DATASET ENTRIES: Begin
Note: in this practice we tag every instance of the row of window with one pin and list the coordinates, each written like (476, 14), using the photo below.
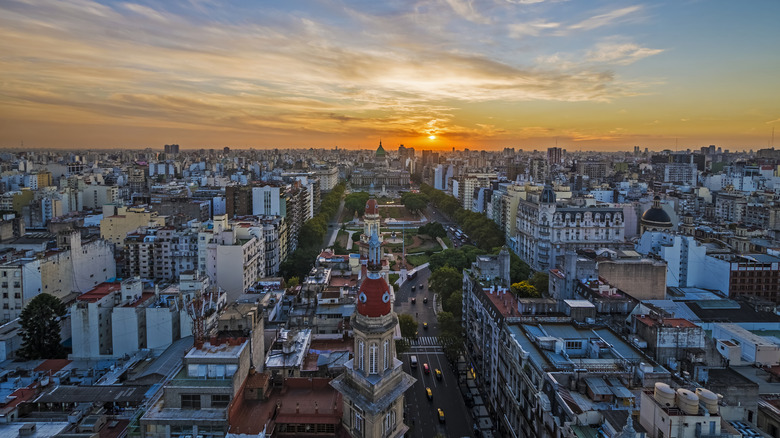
(373, 351)
(192, 401)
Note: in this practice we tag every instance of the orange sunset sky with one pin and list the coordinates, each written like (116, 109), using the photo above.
(429, 74)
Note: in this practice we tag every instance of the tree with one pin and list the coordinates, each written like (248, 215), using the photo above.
(541, 281)
(414, 202)
(449, 257)
(525, 289)
(356, 202)
(408, 325)
(433, 229)
(40, 321)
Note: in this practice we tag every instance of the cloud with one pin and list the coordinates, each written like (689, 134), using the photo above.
(605, 19)
(534, 28)
(279, 73)
(465, 8)
(620, 53)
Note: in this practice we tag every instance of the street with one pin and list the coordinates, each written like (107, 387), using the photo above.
(422, 415)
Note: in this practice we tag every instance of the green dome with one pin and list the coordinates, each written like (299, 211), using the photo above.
(380, 151)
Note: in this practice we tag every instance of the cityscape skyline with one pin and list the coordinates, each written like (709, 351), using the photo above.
(526, 74)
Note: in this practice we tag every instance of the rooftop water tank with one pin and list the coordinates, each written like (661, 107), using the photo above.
(687, 401)
(664, 394)
(709, 399)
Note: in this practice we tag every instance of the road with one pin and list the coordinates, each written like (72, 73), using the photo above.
(422, 416)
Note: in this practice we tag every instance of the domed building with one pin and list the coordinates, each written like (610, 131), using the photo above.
(374, 382)
(655, 218)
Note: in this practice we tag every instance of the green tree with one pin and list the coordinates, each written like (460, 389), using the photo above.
(356, 202)
(433, 229)
(518, 269)
(449, 257)
(414, 202)
(40, 321)
(408, 325)
(444, 281)
(540, 281)
(525, 289)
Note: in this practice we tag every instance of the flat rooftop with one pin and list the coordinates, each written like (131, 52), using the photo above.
(99, 292)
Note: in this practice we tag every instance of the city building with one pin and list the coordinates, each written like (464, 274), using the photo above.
(374, 382)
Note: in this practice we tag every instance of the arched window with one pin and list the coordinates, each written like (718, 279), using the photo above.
(387, 354)
(372, 358)
(361, 355)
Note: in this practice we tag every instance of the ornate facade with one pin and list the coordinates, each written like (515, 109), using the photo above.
(546, 231)
(374, 382)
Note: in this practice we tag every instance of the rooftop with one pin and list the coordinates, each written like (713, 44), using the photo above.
(99, 292)
(300, 400)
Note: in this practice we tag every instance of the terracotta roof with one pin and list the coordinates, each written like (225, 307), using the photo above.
(99, 292)
(374, 298)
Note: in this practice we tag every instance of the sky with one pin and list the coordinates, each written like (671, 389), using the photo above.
(489, 74)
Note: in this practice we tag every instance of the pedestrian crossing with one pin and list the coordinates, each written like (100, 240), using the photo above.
(424, 341)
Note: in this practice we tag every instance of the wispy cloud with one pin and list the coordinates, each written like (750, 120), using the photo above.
(620, 53)
(605, 19)
(535, 28)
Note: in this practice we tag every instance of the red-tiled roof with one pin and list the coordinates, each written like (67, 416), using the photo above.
(667, 322)
(99, 292)
(53, 365)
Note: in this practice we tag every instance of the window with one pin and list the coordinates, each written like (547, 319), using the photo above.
(220, 400)
(361, 356)
(372, 358)
(190, 401)
(388, 424)
(357, 421)
(387, 354)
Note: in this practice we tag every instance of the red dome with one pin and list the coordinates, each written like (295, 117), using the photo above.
(371, 207)
(374, 298)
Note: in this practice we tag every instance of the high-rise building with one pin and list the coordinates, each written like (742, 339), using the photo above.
(555, 155)
(374, 381)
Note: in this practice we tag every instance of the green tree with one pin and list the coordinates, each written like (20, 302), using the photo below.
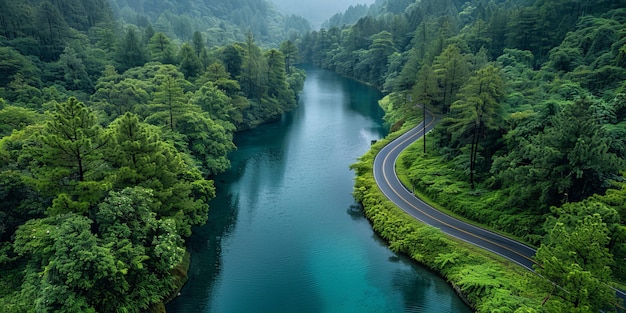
(190, 64)
(251, 77)
(198, 43)
(71, 152)
(139, 157)
(452, 70)
(575, 262)
(290, 51)
(169, 101)
(217, 104)
(161, 49)
(568, 160)
(52, 31)
(277, 86)
(130, 52)
(478, 111)
(76, 77)
(208, 142)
DATASET ENTRIES: End
TO DO
Nothing but the lines from the one containing "44), using the photo above." through the final line of the records, both included and copied exactly, should appear in the answer; pictures stay out.

ANSWER TO THIS TASK
Note: in this practice we tag every instance of the rooftop with one pin and list the coordinates, each written like (713, 44), using the photo above.
(99, 292)
(300, 400)
Note: in this practice we tag every instance of the terracotta roof with one pin and list the coordinates, each written like (225, 307), using the photo above.
(99, 292)
(374, 298)
Note: in this practice we tag every instance of the sky with one pin and list the coordinates, each written like (671, 389), using the photo above.
(489, 74)
Note: in this practice we tag every instance of the pedestrian crossing with one pin and list the coordinates, each written like (100, 240), using the photo above.
(424, 341)
Note: in this practice we tag every instance of the wispy cloud with one pin and list the coordinates, each written like (750, 120), using the photo above.
(620, 53)
(605, 19)
(535, 28)
Note: in this practice we tag every instance of the red-tiled roof with one pin and list the coordinates, each written like (67, 416), using the photo above.
(667, 322)
(99, 292)
(53, 365)
Note: in this practice we tag every instance of the window with one pin and list the coordinates, each written like (547, 319), using the photo above.
(220, 400)
(361, 356)
(372, 358)
(190, 401)
(388, 424)
(357, 421)
(387, 354)
Note: in this practice we tag every instance of the red dome with one pin and list the coordinates, each written like (295, 117), using the photo above.
(371, 207)
(374, 298)
Note: in this practice we tag every instance of the high-rise building with one pin and list the coordinates, each written like (742, 339), using the photo above.
(555, 155)
(374, 381)
Note: in this practice we tag every instance of the green tree with one pin and list the coordinates, each written like (20, 302), using the photo below.
(190, 64)
(251, 77)
(198, 43)
(71, 152)
(139, 157)
(452, 70)
(575, 262)
(290, 51)
(169, 101)
(217, 104)
(161, 49)
(568, 160)
(52, 31)
(277, 86)
(130, 52)
(478, 111)
(76, 77)
(208, 142)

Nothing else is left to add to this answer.